→ **What the exercise asks**
Restate every line of the material, word for word.

## Start Data for processing

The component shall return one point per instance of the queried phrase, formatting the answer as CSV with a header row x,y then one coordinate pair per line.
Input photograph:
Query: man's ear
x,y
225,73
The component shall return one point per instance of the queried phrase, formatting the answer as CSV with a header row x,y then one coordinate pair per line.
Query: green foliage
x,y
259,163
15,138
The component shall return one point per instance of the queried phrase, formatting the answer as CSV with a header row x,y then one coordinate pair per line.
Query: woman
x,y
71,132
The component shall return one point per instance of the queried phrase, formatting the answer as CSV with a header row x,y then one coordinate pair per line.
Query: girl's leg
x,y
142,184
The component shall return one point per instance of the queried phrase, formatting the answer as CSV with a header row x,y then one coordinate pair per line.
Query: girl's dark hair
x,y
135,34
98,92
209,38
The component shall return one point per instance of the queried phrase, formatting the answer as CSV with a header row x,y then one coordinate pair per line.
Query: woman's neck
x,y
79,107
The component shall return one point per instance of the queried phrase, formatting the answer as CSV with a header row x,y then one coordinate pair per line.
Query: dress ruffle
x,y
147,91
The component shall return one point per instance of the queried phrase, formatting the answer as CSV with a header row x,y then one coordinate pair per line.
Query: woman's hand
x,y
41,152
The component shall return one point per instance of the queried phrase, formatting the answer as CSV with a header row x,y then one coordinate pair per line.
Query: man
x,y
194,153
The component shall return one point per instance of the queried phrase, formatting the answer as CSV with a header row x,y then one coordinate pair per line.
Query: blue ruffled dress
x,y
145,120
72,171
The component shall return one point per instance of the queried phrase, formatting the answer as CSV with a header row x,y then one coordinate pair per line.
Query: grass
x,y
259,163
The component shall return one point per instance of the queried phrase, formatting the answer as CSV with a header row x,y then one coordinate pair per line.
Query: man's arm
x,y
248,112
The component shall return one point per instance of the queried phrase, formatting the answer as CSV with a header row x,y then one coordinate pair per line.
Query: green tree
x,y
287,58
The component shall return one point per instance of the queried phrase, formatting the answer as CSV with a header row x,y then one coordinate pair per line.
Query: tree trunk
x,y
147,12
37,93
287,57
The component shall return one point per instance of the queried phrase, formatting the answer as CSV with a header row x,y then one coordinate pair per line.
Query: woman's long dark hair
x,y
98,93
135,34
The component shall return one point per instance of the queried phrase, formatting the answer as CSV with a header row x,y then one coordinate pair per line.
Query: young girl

## End Data for processing

→ **Written reply**
The component shall return one point per instance of the queried phrase, formatting the answer as CSV with a header row x,y then one coordinate pair per line.
Input photograph:
Query: man's ear
x,y
225,73
The component shall return one point per instance of the queried phrase, formatting the answer as CSV with a header row x,y then one coordinate pair per line.
Query: green foliage
x,y
259,163
15,138
The component shall return one point per instance of the queried phrase, formatting the answer as CSV with a header row x,y then one coordinate pair per line.
Query: woman
x,y
71,132
The component shall return one point per instance of the queried phrase, formatting the answer as CSV with a header row x,y then one coordinate pair per line.
Query: girl's leg
x,y
142,184
The component shall return one point per instance of the queried phrase, formatting the answer as CSV with a header row x,y then one coordinate pair per line.
Query: girl's dark hair
x,y
135,34
98,92
209,38
The component shall return one point per instance of the queried phrase, formatting the answer as CSV with a header row x,y then one coordinate pair per line.
Query: woman's neck
x,y
79,107
The component shall return one point per instance of the queried phrase, formatting the answer as CSV with a header row x,y then one coordinate pair per line.
Query: dress ruffle
x,y
147,91
The component shall return one point per instance of the queried phrase, formatting the answer as CSV with a header row x,y then one coordinate pair per line.
Query: woman's hand
x,y
41,152
The component shall return one point per instance of the queried phrase, formatting the answer as CSV with a header row x,y then one coordinate pair per line.
Query: man
x,y
194,153
The component shall return one point per instance of the queried phrase, formatting the answer as CSV with a header row x,y then one coordinate pair per line.
Query: blue ruffled dress
x,y
145,120
72,171
The component shall return one point per instance of the queried phrase, formatting the answer as CSV with a header row x,y then one coordinate pair per line.
Query: grass
x,y
259,163
The component shall return one point per instance of the queried phrase, formatting the answer as CSV with a header row x,y then one coordinate pair per line.
Query: man's arm
x,y
248,112
The component shall return one point per instance of the queried phrase, formatting the answer as CSV with a header row x,y then one coordinate pair per line.
Query: green tree
x,y
287,58
The component shall return one point per instance of the queried phrase, formatting the answer as CSV with a header row x,y then one coordinate pair per line.
Query: tree trunk
x,y
147,12
37,93
287,57
The component shall return one point per instance of the queried phrase, formatting the answer as CSV with a header row x,y then one coordinate pair per line.
Query: woman's long dark hair
x,y
98,93
135,34
The component shall return one point per instance of the queried phrase, formatting the answer as CSV with a header row x,y then one coordinate pair per line.
Query: young girl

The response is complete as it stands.